**What you are asked to do:**
Copy out every line in the material below that contains the string "roof". Uppercase and lowercase count as different, so match the case.

**Records provided:**
▼
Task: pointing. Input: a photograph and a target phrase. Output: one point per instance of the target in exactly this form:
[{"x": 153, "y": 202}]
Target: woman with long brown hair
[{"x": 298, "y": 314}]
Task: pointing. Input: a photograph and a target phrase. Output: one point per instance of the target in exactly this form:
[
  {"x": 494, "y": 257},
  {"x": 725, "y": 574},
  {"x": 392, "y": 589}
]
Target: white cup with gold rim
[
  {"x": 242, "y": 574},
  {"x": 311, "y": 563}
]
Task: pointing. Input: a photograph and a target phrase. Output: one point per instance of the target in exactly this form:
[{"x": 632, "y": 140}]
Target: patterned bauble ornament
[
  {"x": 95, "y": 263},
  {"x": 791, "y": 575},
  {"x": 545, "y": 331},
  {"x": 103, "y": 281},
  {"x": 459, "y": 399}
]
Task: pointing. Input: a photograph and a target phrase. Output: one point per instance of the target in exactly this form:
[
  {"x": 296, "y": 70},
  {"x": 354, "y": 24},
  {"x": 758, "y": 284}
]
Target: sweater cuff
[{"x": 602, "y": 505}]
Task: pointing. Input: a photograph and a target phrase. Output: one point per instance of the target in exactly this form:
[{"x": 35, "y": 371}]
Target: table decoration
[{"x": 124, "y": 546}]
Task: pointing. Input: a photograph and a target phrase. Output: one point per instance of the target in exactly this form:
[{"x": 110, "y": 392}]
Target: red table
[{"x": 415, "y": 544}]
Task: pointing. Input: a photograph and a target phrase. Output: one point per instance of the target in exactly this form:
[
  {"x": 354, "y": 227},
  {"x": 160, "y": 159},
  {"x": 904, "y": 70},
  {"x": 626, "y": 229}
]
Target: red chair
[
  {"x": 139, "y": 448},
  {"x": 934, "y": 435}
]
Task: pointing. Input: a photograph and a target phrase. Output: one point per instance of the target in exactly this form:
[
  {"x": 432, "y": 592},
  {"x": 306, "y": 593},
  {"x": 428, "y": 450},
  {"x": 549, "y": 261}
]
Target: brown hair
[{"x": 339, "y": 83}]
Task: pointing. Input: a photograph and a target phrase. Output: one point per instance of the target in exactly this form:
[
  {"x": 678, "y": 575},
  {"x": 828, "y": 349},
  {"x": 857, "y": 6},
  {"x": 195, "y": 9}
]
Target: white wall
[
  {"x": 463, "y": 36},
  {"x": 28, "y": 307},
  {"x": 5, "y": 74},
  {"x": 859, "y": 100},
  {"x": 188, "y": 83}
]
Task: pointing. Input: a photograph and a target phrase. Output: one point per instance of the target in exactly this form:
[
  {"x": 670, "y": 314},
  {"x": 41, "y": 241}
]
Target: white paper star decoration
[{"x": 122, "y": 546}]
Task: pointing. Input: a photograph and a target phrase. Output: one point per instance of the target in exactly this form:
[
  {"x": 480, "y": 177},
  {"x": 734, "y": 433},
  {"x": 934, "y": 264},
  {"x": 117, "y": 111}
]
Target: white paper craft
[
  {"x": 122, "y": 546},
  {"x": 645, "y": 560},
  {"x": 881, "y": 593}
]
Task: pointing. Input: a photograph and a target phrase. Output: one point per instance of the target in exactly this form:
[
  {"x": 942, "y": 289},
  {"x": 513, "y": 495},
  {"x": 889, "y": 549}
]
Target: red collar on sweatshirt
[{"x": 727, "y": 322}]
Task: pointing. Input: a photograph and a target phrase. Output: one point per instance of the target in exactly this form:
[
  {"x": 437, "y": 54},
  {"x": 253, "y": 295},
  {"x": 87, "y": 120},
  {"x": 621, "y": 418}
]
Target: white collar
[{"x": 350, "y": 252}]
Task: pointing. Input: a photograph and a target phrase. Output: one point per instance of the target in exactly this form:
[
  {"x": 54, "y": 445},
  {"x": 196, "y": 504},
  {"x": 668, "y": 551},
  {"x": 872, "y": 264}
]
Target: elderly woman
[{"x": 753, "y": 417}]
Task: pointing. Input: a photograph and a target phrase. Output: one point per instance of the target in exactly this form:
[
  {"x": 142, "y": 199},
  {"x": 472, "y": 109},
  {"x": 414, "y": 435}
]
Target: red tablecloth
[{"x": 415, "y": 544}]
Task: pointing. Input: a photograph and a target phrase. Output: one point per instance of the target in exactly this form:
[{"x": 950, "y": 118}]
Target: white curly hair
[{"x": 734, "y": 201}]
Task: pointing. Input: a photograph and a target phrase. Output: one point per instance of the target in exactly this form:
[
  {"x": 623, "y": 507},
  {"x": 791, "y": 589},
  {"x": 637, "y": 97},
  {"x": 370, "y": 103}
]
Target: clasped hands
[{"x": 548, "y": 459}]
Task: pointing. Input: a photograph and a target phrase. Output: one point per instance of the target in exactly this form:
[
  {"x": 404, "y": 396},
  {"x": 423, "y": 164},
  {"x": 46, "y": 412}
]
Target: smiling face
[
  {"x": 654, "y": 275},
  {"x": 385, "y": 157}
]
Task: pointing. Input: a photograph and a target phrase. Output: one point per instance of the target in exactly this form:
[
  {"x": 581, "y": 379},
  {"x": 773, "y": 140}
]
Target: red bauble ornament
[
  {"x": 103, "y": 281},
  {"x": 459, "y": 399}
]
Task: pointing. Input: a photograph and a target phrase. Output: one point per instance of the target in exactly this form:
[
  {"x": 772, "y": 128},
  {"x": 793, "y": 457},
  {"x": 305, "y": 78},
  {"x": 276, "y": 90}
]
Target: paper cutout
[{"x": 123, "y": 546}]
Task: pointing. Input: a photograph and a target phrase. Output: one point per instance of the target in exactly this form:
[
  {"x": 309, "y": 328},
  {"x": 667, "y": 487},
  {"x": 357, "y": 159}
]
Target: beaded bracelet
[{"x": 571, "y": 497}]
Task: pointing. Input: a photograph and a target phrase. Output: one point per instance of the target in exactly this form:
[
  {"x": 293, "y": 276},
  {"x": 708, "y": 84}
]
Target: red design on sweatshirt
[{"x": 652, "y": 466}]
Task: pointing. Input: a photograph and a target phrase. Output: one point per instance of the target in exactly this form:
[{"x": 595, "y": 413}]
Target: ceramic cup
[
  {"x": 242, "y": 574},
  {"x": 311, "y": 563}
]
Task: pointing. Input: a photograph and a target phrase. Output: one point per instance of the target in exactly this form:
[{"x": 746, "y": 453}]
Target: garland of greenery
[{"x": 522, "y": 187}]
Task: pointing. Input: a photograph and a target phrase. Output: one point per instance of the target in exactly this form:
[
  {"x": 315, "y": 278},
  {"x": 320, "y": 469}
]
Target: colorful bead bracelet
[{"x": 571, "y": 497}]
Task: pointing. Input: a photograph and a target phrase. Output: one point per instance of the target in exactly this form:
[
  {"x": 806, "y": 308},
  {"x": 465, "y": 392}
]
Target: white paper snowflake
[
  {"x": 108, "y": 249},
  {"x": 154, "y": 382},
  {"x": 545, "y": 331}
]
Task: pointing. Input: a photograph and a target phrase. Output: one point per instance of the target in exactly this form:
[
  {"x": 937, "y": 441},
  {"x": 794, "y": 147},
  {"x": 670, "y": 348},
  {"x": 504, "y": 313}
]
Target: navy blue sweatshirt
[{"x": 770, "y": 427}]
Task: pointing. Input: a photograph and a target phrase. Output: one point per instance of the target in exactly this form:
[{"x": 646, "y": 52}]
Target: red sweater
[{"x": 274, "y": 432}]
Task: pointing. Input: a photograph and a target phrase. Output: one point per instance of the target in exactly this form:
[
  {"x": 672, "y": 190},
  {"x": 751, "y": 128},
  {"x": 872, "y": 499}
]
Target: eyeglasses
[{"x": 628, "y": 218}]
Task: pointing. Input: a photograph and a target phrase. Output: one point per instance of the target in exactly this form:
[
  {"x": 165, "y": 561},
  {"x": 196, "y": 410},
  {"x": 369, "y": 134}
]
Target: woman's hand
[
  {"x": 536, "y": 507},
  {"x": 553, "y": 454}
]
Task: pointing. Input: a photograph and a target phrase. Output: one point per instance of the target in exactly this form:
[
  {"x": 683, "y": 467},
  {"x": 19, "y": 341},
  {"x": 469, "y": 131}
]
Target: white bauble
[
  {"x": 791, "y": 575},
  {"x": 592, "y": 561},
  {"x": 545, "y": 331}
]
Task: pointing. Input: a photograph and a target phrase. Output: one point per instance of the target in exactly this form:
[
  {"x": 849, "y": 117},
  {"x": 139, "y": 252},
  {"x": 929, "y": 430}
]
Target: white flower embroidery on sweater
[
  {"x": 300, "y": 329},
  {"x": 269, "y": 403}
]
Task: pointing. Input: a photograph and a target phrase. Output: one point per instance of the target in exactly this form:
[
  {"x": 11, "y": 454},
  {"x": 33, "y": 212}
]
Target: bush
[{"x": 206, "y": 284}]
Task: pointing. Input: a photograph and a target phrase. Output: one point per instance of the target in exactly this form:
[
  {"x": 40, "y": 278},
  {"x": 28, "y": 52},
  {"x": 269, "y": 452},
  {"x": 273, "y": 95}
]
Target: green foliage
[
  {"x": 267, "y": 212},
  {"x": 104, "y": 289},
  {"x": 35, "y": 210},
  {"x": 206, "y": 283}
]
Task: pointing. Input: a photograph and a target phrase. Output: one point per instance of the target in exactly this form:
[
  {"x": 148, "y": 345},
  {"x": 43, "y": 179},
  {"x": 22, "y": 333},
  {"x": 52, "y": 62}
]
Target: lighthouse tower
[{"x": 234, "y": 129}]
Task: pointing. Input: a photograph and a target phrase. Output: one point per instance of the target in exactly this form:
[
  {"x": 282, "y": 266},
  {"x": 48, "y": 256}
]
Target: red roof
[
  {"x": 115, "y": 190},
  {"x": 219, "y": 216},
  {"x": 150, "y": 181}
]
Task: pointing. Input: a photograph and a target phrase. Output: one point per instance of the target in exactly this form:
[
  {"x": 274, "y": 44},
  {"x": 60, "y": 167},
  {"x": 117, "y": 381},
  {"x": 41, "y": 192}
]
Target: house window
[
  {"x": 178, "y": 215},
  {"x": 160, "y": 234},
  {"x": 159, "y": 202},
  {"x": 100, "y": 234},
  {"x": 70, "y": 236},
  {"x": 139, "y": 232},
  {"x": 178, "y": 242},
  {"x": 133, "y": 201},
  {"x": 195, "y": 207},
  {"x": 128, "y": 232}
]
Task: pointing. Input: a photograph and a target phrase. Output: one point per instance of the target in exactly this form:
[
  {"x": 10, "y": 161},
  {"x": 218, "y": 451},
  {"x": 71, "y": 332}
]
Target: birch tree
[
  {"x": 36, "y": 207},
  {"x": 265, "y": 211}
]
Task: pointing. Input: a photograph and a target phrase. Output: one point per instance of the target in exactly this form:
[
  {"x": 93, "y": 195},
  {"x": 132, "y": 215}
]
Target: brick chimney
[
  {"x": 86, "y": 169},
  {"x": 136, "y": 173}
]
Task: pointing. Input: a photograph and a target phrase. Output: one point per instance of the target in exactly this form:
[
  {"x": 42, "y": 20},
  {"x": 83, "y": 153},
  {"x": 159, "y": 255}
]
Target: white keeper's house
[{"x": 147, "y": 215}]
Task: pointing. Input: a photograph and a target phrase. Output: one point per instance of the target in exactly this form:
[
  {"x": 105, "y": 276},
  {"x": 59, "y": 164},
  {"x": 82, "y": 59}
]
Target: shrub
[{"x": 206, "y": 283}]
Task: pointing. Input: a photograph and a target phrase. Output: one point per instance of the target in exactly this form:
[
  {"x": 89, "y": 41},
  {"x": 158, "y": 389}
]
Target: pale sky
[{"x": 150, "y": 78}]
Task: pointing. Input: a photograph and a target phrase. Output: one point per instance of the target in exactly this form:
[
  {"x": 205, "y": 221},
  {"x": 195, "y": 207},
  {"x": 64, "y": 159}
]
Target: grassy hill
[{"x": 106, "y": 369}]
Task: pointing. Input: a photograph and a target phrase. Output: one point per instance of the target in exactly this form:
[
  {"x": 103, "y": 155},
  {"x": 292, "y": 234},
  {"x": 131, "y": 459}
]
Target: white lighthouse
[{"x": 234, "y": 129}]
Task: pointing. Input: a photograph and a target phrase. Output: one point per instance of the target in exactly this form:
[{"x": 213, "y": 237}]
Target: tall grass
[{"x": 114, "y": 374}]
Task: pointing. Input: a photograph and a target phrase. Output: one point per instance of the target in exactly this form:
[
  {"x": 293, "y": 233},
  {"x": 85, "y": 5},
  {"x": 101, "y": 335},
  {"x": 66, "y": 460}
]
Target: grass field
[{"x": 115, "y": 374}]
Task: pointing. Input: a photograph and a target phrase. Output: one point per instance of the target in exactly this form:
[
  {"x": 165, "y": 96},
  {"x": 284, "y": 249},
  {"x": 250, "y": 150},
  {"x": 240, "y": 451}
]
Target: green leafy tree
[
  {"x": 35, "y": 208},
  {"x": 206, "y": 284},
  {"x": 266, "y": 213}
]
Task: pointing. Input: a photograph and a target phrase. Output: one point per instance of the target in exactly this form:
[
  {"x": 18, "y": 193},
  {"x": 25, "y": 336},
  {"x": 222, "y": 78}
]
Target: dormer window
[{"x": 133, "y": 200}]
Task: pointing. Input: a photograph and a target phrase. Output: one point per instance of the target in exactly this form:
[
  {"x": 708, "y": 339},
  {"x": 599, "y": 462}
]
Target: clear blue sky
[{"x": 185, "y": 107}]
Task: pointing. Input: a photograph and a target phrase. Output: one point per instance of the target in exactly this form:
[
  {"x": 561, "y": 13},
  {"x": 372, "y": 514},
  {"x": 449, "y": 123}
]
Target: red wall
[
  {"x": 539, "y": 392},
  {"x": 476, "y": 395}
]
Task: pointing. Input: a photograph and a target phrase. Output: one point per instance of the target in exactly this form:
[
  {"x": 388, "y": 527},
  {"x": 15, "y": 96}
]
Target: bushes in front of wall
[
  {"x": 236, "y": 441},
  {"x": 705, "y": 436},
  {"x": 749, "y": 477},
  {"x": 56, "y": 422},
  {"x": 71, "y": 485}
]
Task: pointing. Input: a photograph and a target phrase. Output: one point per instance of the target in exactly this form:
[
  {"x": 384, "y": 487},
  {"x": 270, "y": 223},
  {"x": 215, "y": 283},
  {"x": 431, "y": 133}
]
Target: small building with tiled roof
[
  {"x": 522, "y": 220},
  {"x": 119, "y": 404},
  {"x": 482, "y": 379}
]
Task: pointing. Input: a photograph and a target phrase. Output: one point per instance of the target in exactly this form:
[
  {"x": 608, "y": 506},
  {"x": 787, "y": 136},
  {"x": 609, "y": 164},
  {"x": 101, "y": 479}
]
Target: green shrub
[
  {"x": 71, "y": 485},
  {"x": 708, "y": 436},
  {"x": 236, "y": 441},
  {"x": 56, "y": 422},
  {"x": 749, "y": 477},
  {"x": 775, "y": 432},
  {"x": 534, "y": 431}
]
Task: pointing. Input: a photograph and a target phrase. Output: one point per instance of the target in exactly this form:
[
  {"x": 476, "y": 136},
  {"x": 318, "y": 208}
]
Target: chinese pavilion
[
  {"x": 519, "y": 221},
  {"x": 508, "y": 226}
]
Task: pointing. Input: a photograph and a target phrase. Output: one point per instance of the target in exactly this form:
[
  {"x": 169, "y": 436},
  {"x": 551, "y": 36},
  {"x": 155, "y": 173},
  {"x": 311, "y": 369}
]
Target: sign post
▲
**Task output:**
Target: red roof
Target: small building with tiled roof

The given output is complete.